> **WHAT TO WORK ON**
An exact copy of all records is expected, minus the images.

> **RECORDS FOR PROCESSING**
════════
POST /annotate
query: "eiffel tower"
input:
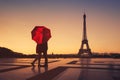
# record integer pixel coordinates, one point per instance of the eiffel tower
(84, 40)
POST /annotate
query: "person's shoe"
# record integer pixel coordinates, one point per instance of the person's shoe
(46, 65)
(32, 64)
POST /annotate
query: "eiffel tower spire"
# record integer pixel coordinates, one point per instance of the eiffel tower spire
(84, 39)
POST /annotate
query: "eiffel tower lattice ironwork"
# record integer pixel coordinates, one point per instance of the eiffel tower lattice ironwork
(84, 40)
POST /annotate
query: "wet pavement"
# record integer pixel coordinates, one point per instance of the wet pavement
(60, 69)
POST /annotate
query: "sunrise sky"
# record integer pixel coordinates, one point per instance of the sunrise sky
(65, 19)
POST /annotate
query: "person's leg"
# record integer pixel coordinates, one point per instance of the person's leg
(39, 58)
(34, 60)
(46, 58)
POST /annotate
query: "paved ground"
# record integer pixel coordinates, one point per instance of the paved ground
(60, 69)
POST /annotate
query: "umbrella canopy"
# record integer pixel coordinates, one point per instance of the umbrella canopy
(41, 34)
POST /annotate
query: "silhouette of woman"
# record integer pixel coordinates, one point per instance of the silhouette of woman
(41, 48)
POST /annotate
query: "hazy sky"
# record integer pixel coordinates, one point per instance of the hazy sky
(65, 19)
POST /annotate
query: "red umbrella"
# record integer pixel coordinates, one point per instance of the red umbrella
(41, 34)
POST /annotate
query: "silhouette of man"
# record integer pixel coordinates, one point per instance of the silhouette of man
(41, 48)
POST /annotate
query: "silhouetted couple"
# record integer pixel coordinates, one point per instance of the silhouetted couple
(41, 48)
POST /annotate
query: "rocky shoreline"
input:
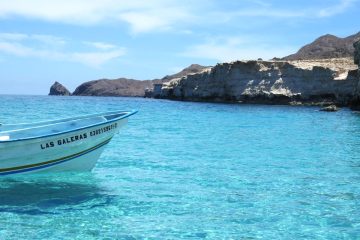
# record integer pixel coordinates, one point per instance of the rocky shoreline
(269, 82)
(320, 82)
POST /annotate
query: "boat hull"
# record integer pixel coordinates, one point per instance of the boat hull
(77, 150)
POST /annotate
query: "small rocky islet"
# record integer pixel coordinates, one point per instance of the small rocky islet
(325, 73)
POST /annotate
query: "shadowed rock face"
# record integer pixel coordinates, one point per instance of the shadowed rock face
(58, 89)
(127, 87)
(118, 87)
(327, 46)
(271, 82)
(355, 104)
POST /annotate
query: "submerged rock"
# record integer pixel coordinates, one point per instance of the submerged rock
(331, 108)
(57, 89)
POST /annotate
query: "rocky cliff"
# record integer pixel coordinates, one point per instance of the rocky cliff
(355, 104)
(127, 87)
(59, 90)
(117, 87)
(327, 46)
(274, 82)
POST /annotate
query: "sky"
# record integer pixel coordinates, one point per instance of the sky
(73, 41)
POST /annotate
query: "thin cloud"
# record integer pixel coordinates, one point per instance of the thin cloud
(100, 45)
(22, 45)
(143, 16)
(232, 49)
(339, 8)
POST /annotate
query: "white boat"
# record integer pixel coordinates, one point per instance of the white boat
(71, 144)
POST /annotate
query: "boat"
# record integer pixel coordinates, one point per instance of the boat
(70, 144)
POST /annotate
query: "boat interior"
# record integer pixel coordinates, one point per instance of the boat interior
(10, 132)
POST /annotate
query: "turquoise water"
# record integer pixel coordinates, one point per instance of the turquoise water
(182, 170)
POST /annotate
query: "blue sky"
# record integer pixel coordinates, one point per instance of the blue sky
(73, 41)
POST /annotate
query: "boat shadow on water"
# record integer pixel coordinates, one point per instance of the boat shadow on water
(36, 197)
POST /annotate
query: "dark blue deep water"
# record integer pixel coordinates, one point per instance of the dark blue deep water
(182, 170)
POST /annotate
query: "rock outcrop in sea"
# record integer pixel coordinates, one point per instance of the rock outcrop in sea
(271, 82)
(58, 89)
(128, 87)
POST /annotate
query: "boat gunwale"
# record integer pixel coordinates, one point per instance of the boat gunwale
(54, 122)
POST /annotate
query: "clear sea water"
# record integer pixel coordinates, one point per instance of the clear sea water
(182, 170)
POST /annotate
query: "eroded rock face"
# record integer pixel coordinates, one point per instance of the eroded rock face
(272, 82)
(117, 87)
(355, 104)
(128, 87)
(58, 89)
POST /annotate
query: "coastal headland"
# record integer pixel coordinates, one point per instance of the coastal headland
(322, 73)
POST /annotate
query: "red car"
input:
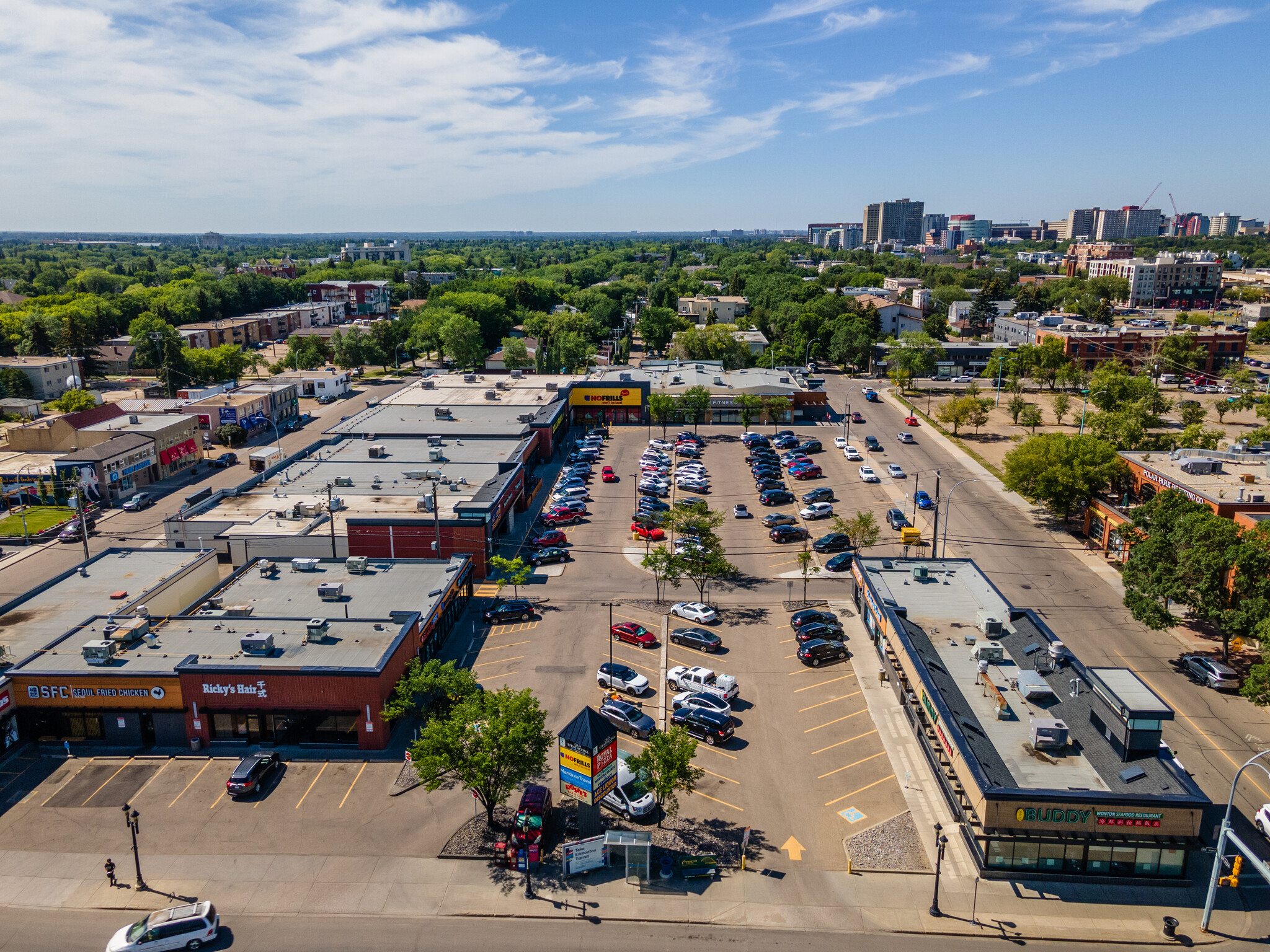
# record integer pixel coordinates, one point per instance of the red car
(551, 537)
(634, 633)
════════
> **ANSWER AREA**
POST /annotate
query: "eiffel tower"
input:
# record integer pixel coordinates, one point per instance of the eiffel tower
(84, 40)
POST /annotate
query: "person's shoe"
# record integer pixel coordinates, one point per instance of the person's shoe
(46, 65)
(32, 64)
POST /annotate
query: "eiffel tower spire"
# record integer pixel coordinates, one point per instance of the eiffel tower spire
(84, 39)
POST /annotate
query: "eiffel tower lattice ironwork"
# record integer pixel coordinates, one point per instance of the eiffel tower lattice ironwork
(84, 40)
POST /annotate
query: "wet pavement"
# record integer pixel coordinates, one point per instance of the wet pavement
(60, 69)
POST /annotate
query: "sunrise sky"
# record integer pixel coordinates, one point per instance of the sunrise sky
(65, 19)
POST /annotate
query: "person's leg"
# record integer pixel coordinates, one point per instance of the person's leg
(39, 58)
(34, 60)
(46, 58)
POST /annotate
query: "paved ground"
# record integer pixel coordinates, one point per instance of the paved ground
(60, 69)
POST /annotate
query: "umbrella canopy"
# record integer pixel coordinates, one point per instance of the umbrella canopy
(41, 34)
POST /annotate
query: "silhouette of woman"
# record integer pixel coordinates, one point per instance of the silhouette of woman
(41, 48)
POST /annotate
query: "hazy sky"
# record integer pixel coordinates, one point per instance of the hazy sky
(65, 19)
POST /annotate
query: "red umbrella"
# record integer pixel coordinates, one point per instance of the red umbrella
(41, 34)
POST /annotate
query: "silhouette of man"
# record integer pixel coordinates, one point per instance of the silhouette of man
(41, 48)
POST /annotate
query: "silhouetted couple"
# record integer pixel coordinates, one point per instance of the silhouetted couple
(41, 48)
POST /annotate
query: "rocky shoreline"
input:
# record integer pixel coordinates, one point per instance of the rocky shoreline
(269, 82)
(320, 82)
POST /annotate
query: "boat hull"
# record integer pixel coordinates, one point per instance of the boat hull
(77, 150)
POST /annotate
query: "small rocky islet"
# record integer pixel coordinates, one point per instance of the small rocky islet
(325, 73)
POST /annotate
query: "shadowed rock face"
# record integer pixel coordinates, one point per instance of the shadowed rock face
(58, 89)
(127, 87)
(118, 87)
(327, 46)
(271, 82)
(355, 104)
POST /annotate
query: "submerged rock"
# record integer pixel coordinates, one point per instance of the submerged rock
(331, 108)
(57, 89)
POST /annotate
query: "rocky cliff"
# record integer pixel coordinates, one point per instance of the rocky cliff
(355, 104)
(127, 87)
(59, 90)
(117, 87)
(327, 46)
(274, 82)
POST /annotate
query: "sky"
# record integer pixel coordinates, one point per instance of the sky
(73, 41)
POST /annotate
query: "thin cloud"
# record integer pixel coordinates, one point per instance of the thin cloud
(100, 45)
(22, 45)
(143, 16)
(232, 49)
(339, 8)
POST /annotate
query: "white boat"
# record integer pixel coordinates, one point per instance of the white boat
(71, 144)
POST /annotate
query: "boat"
# record integer pixel coordinates, one point per instance of the boat
(70, 144)
POST /annotate
query: "boat interior"
# record integer pixel coordinates, one point per instance of the boat interior
(10, 132)
POST /annotate
query: "turquoise water"
# record integer pixel coordinates, one point per instance of the turquoise water
(182, 170)
POST /annotate
query: "blue sky"
# record integer pixel coordinates, one point per instance of the blue sky
(73, 41)
POST /annotate
query: "boat shadow on water"
# record integer pixel coordinates, one point per instance of the boat shadow on water
(36, 197)
POST /annotate
query: "dark blue deep water"
# record integer pixel coordinates, one point per instance of the dark blue deep water
(182, 170)
POST /annotate
query: "rock outcrop in sea"
# record integer pixel coordinates, one point per instance of the rock outcrop in sea
(271, 82)
(58, 89)
(128, 87)
POST /annotate
query: "boat gunwale"
# record integer pixel coordinates, one point per instance of the boat gunwale
(54, 122)
POST /annotate
query: "clear sea water"
# record integer pixel coordinates, one point per instance of the clear sea water
(182, 170)
POST /annotate
query: "eroded rock face"
# record integer pixel coordinates, one point per instance of the eroded rock face
(272, 82)
(117, 87)
(355, 104)
(128, 87)
(58, 89)
POST /annotate
query: "coastal headland"
# record integer pixel coordinates, one point per instance of the coastal headland
(322, 73)
POST /annotate
query: "red car"
input:
# record integer pixel coordinates, one point per instance of the red car
(551, 537)
(634, 633)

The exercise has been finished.